→ **Prompt**: Format the lines below as a numbered list, beginning with the line containing "shape point(88, 263)" and ending with the line containing "point(304, 147)", and omit any blank lines.

→ **Source data**:
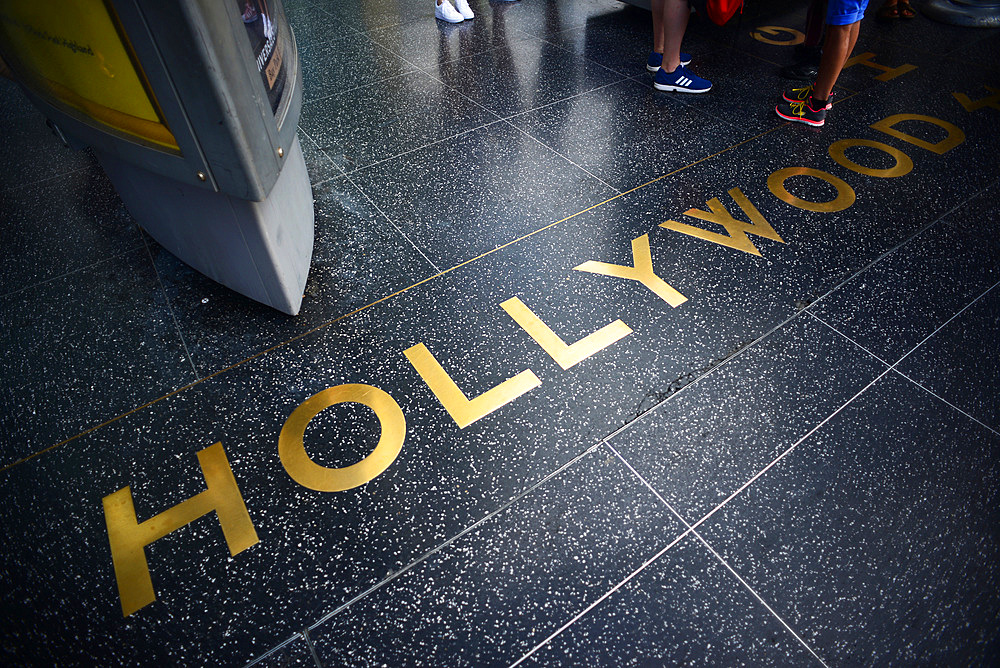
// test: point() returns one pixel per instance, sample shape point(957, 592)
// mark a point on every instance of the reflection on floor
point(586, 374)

...

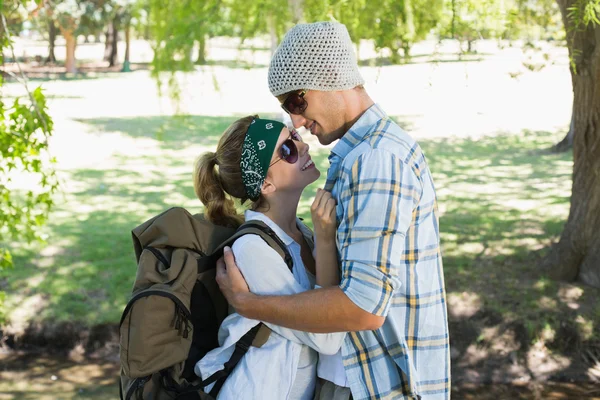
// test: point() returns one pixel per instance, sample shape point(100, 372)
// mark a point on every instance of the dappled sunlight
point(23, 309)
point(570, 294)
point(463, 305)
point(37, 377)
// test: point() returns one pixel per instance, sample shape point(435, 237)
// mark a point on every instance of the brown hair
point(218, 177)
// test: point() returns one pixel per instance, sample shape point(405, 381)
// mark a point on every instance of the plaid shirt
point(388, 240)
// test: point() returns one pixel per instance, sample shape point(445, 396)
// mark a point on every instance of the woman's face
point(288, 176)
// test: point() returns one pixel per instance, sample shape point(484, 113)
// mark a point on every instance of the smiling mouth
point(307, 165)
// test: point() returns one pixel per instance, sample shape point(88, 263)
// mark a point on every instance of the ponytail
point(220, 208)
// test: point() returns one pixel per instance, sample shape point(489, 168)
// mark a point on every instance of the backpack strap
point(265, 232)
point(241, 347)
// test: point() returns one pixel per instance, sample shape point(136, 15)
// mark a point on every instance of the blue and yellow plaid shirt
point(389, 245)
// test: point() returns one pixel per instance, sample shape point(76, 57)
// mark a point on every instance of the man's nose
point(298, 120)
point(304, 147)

...

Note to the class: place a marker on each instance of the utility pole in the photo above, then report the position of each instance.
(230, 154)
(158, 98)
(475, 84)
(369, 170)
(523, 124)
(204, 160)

→ **Solved exercise**:
1. // test: point() returns one pixel per instance, sample shape point(88, 263)
2. // mark a point on every instance of the ponytail
3. point(220, 208)
4. // test: point() returns one pixel per instance, sample shape point(489, 168)
5. // mark a point on every instance of the backpack strap
6. point(265, 232)
7. point(241, 347)
8. // test: point() returns one pixel per instance, sample shape point(136, 15)
9. // mark a point on every instance of the blue and yellow plaid shirt
10. point(389, 245)
11. // test: point() returns one pixel per instance, sample shape point(76, 57)
12. // mark a point on every instance of the man's nose
13. point(298, 120)
14. point(304, 147)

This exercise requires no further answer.